WHAT TO PRODUCE: Count the lines in the records below that contain the string "target", treating uppercase and lowercase as different, and give only the number.

GIVEN RECORDS:
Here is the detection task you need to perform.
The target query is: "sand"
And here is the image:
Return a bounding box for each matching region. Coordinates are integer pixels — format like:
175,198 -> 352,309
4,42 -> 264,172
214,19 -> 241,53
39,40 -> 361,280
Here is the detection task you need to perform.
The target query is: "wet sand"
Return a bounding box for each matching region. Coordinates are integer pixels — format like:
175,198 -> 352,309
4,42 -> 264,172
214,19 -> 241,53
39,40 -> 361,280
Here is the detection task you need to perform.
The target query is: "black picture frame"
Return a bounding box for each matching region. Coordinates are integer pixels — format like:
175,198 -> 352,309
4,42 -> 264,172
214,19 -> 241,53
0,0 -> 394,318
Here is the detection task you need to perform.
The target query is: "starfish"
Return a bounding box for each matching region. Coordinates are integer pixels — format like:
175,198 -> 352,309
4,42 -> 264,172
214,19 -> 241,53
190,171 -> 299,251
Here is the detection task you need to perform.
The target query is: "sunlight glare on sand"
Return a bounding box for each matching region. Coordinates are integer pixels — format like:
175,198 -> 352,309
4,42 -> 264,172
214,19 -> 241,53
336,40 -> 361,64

RESPONSE TO THE EXERCISE: 5